__Page extract__.
________________________

The Militant (logo)  
   Vol.66/No.35           September 23, 2002  
Socialists campaign
against U.S. war moves
(front page)

CRAIG, Colorado--Jason Alessio, the Socialist Workers candidate for U.S. Congress in the Third District in this state, launched his campaign at the annual Labor Day gathering in the nearby coal-mining and ranching town of Oak Creek.

Supporters of Alessio, a union coal miner, set up a campaign table at the event and introduced the socialist candidate to many of the hundreds of working people who attended from towns throughout the area.

"My campaign presents a fighting, working-class alternative to the twin parties of big business: the Democrats and Republicans. Two crucial and related questions facing working people are the imperialist war drive and the deepening depression conditions in the world," Alessio said after introducing himself to Paul Cruz, a retired miner and railroad worker from Craig.

Alessio explained his opposition to Washington’s preparations for launching an invasion of Iraq. He outlined his campaign’s program to unite working people in a fight for jobs, entitlements, and other social gains that are under attack.

Cruz replied, "Reagan tried to take away railroad retirement and then Clinton--from ‘my’ party, the Democratic Party--got in and tried the same thing," referring to former presidents Ronald Reagan and William Clinton.

The Third Congressional District encompasses most of western Colorado, including all of Colorado’s working coal mines and much of its sheep ranches. Alessio, 25, is an underground miner at the Deserado mine in Rangely, Colorado. He is a member of United Mine Workers of America (UMWA) Local 1984. Alessio is also a member of the Young Socialists.  
‘No foreclosures’
This year’s drought has forced ranchers in this state to sell more than half of their herds at rock-bottom prices because they cannot afford to buy hay to feed the cattle. At the Labor Day event, rancher Susan Rossi told Alessio, "The hay program doesn’t meet the needs of local ranchers, with the price of hay up to $185 a ton plus costs for trucking." He explained to her, "Our campaign calls on the federal government to provide immediate, massive relief funds for all working farmers and ranchers affected by the drought. We join in the fight to demand an end to farm and ranch foreclosures."

________________________

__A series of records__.
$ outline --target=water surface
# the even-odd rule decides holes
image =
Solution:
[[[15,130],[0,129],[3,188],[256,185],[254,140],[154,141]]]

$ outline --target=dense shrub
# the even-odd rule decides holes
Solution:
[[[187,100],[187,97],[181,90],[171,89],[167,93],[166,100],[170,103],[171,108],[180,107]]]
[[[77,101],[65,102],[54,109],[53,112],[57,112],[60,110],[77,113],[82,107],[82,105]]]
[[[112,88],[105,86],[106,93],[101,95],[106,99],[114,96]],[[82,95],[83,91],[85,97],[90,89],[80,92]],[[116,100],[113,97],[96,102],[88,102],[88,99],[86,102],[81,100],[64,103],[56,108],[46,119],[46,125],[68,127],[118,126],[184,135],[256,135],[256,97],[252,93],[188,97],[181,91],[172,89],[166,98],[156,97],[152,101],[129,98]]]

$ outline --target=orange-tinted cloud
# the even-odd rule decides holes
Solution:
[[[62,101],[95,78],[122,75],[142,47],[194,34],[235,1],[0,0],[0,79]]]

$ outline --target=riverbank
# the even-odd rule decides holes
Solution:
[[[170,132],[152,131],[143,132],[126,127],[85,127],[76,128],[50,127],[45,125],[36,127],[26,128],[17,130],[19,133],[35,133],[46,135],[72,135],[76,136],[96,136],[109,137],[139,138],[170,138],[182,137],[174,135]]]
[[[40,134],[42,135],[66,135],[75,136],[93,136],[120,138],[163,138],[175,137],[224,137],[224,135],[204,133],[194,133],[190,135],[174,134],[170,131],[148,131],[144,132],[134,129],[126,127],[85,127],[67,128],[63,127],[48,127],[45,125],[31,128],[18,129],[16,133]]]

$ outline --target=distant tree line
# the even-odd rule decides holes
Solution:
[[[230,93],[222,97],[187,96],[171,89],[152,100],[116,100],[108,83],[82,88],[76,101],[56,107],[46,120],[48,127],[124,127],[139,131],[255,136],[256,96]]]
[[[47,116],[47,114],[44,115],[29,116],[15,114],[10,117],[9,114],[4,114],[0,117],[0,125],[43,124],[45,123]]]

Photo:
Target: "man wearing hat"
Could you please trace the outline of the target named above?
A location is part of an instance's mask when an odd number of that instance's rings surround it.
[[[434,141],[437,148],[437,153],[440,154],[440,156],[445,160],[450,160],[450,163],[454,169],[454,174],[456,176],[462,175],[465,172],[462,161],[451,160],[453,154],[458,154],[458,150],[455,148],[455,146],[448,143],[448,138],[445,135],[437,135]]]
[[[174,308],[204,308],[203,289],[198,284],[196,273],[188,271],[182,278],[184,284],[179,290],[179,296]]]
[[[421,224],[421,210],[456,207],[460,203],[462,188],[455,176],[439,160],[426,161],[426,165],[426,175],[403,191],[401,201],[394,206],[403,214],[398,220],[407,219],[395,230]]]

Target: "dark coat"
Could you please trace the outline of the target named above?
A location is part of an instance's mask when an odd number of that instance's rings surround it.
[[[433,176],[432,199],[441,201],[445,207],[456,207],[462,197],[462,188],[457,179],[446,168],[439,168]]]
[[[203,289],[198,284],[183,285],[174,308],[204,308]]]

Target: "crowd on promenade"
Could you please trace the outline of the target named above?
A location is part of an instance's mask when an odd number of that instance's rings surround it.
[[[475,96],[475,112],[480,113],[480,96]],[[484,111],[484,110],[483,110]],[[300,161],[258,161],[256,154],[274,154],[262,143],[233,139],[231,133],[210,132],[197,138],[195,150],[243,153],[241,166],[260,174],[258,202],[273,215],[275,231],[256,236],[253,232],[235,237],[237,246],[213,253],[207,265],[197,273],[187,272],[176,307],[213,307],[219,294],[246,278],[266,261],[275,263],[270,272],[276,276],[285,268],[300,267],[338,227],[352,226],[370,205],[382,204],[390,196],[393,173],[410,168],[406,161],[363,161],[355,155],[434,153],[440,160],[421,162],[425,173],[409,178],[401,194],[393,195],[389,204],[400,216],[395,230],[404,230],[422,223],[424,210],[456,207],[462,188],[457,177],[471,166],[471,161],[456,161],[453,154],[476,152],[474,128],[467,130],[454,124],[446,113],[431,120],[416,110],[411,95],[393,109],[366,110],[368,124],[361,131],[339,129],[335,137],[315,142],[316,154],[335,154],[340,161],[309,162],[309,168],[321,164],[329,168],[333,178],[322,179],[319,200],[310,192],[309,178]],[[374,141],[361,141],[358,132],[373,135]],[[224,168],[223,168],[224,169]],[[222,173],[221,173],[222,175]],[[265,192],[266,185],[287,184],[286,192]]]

________________________

__Written request 1__. In the Alessio campaign article, at which mine does Jason Alessio work?
__Written request 2__. Please write the next part of the Alessio campaign article, picking up after its last sentence.

__Answer 1__. The Deserado mine in Rangely, Colorado.

__Answer 2__.
Rossi’s husband was president of a UMWA local at a surface mine during a fight in the 1980s when the company, Energy Fuel, decided to close the mine and open up the nonunion, underground Twenty Mile mine. "We organized a real fight, setting up picket lines at the mine and getting the word out in coalfields throughout the country," she said.

During the Labor Day action, many young people came up to the campaign table and signed up to find out more about the activities of Young Socialists for Alessio. They were attracted to the socialists’ opposition to Washington’s war drive and interested in the perspective of making a revolution to bring about a workers and farmers government.

By the end of the day campaigners had distributed dozens of campaign statements and sold 12 copies of the Militant, a subscription to Perspectiva Mundial, and several Pathfinder books.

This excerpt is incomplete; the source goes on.